To do: Extract each line below that contains the string "kitchen". Case counts.

[Data extracted from a collection]

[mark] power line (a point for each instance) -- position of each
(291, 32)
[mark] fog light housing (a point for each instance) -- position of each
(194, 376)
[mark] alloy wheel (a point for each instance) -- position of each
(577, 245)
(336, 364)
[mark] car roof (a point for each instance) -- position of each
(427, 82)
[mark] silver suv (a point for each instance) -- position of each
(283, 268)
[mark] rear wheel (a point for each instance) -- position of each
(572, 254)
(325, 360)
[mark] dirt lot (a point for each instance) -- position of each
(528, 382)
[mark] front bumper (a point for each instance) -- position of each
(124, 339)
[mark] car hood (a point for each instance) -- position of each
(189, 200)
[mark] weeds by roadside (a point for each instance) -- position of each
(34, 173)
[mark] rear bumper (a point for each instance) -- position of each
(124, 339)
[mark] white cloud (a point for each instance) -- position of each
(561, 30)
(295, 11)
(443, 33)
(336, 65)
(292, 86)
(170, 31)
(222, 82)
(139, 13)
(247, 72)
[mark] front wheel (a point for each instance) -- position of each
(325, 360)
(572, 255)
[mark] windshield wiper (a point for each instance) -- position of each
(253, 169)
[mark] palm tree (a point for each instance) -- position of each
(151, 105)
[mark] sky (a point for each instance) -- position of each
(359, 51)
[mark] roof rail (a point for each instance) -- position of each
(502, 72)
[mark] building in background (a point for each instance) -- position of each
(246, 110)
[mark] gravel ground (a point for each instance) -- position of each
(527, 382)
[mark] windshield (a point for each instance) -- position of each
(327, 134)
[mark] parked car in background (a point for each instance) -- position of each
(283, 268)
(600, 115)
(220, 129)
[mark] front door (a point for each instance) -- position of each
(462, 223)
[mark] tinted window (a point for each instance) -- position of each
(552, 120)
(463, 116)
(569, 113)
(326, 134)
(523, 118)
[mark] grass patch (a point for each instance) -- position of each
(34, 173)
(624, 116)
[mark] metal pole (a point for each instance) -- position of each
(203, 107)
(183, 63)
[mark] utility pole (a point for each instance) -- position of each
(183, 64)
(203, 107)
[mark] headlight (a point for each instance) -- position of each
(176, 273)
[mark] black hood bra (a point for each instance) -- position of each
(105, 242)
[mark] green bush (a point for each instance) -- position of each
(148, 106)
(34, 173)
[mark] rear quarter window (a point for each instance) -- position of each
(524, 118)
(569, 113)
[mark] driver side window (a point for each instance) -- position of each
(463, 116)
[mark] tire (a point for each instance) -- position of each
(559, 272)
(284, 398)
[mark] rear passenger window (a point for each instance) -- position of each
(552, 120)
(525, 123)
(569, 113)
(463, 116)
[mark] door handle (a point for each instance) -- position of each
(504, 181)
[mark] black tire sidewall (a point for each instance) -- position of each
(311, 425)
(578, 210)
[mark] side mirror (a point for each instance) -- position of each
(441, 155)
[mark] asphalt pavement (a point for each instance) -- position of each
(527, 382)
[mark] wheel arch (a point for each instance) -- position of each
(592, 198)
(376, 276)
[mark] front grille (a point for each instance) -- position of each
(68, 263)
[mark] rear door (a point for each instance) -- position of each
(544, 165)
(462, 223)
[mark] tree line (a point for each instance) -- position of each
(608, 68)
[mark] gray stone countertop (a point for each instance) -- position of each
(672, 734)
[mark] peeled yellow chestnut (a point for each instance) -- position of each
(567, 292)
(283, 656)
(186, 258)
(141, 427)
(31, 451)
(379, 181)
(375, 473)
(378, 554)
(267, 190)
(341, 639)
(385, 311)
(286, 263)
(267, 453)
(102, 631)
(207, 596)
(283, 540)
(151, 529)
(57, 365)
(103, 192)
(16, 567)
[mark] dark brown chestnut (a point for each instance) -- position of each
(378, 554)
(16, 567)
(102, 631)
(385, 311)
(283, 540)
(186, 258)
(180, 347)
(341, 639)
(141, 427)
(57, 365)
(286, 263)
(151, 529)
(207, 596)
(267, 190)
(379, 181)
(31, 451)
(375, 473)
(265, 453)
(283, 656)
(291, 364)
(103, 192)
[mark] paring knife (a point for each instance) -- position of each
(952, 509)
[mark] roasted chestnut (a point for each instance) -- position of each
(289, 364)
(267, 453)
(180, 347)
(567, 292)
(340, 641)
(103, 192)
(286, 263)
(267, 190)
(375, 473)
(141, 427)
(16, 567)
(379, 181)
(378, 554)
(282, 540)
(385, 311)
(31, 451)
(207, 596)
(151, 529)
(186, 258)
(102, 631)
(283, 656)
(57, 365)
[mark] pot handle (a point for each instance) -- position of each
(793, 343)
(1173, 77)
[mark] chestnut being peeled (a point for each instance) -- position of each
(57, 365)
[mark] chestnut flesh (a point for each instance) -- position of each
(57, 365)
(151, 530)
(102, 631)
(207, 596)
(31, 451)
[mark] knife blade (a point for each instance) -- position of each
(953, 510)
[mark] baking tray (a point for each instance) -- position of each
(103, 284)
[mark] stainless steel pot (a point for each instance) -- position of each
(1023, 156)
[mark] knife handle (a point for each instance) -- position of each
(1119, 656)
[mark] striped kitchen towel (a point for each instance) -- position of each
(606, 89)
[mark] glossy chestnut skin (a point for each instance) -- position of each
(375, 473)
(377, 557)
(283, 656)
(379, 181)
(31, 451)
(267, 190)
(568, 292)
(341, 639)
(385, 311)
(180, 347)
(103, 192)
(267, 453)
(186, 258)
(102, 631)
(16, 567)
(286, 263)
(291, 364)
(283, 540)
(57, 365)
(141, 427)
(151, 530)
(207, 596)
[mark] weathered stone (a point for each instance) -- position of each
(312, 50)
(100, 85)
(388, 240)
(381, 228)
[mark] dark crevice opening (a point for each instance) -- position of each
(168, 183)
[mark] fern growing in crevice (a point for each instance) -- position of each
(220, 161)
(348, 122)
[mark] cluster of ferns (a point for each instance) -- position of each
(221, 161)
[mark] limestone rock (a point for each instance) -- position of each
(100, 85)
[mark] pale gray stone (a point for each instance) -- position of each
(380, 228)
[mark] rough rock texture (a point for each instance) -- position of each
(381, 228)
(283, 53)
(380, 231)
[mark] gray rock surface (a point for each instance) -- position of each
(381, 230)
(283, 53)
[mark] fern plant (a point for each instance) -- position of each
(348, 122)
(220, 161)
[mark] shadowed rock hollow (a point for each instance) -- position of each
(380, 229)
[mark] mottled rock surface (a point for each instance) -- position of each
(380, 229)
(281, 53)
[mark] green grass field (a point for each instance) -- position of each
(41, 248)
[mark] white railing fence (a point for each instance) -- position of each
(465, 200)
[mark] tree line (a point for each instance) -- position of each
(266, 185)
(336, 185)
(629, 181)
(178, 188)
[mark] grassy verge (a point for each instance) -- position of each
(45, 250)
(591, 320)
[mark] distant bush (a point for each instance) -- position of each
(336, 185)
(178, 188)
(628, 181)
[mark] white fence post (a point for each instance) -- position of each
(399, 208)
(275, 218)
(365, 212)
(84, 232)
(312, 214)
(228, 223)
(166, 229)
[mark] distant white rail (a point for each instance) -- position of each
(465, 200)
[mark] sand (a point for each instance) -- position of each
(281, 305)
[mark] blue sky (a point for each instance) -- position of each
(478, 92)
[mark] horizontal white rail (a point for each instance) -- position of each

...

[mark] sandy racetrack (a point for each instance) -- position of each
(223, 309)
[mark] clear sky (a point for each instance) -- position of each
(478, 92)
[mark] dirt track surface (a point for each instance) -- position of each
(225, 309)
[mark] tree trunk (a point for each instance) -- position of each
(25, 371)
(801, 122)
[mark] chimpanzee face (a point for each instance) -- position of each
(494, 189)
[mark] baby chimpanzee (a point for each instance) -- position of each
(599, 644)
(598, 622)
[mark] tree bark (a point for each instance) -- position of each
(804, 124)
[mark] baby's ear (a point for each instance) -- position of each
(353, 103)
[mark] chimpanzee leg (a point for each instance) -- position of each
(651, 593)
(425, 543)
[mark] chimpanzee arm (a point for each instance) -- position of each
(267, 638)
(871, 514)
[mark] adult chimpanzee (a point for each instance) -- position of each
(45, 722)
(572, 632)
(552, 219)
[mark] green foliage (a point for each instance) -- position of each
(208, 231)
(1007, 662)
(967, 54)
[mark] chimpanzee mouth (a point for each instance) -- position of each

...

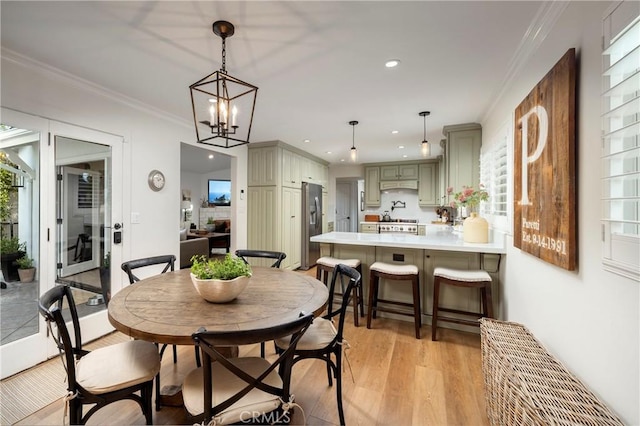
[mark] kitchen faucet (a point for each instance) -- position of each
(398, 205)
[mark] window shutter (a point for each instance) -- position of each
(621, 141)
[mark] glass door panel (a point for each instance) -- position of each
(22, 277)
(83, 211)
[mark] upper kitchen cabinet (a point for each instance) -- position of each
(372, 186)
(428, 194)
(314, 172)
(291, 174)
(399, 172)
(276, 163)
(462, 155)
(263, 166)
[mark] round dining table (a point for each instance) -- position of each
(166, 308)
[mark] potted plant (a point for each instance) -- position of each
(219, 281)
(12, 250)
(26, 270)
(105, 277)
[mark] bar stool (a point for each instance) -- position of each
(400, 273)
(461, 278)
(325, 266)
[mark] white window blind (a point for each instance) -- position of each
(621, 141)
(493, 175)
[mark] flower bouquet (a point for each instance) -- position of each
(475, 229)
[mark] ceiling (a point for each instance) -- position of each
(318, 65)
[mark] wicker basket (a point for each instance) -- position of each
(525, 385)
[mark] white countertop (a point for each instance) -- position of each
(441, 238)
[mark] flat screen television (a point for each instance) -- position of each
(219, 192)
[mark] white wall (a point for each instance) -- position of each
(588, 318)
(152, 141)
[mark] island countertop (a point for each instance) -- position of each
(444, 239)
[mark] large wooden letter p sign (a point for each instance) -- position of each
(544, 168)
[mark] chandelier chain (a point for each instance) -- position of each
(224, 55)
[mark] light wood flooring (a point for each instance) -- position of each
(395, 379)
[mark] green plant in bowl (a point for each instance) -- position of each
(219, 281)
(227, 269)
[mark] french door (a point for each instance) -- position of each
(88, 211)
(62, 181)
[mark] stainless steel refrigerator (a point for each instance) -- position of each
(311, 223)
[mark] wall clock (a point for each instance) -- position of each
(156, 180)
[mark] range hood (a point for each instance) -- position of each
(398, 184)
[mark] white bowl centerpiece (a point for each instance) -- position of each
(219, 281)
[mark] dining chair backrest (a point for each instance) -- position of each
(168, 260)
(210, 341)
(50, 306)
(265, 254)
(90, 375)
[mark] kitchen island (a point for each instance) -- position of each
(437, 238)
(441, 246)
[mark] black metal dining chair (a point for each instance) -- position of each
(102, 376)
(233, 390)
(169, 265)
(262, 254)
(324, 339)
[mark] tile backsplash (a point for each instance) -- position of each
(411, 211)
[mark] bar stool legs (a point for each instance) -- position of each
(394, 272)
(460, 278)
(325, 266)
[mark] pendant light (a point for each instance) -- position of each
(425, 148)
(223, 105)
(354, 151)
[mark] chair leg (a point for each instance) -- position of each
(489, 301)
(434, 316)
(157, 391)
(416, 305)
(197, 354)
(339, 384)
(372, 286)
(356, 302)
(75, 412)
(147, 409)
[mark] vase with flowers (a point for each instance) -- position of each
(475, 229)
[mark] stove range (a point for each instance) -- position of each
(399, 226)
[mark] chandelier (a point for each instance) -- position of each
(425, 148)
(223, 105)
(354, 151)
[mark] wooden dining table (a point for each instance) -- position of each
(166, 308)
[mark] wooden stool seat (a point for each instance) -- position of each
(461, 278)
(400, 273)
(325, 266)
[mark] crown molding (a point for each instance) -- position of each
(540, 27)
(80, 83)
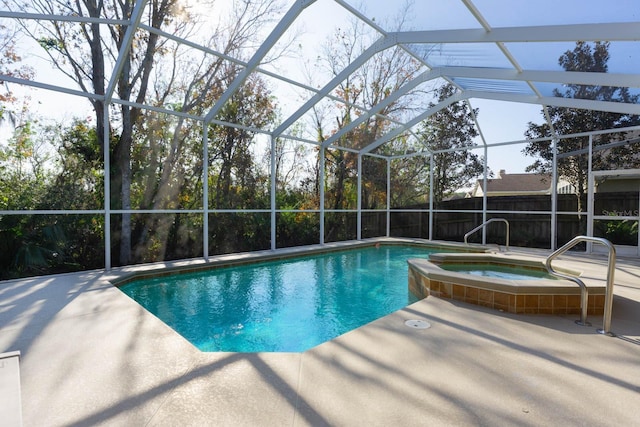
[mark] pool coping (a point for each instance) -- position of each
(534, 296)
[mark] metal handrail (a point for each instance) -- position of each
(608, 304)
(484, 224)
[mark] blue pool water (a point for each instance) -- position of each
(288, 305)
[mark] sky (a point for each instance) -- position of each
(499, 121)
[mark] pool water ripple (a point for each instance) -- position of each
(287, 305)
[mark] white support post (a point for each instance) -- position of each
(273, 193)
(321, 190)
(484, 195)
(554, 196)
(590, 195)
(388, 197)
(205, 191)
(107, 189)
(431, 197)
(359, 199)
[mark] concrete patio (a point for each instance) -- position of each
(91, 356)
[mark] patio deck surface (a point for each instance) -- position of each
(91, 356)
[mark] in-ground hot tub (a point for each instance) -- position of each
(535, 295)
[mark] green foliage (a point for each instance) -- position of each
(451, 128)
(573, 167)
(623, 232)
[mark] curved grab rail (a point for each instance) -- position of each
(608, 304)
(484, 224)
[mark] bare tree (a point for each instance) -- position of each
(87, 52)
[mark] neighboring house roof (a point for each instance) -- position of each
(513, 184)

Task response:
[mark] striped kitchen towel (a point for each instance) -- position of each
[mark] kitchen faucet (a point for each instance) -- position of each
[mark] upper kitchen cabinet (a point for each instance) -- position of each
[mark] kitchen island (a point for each instance) -- position of each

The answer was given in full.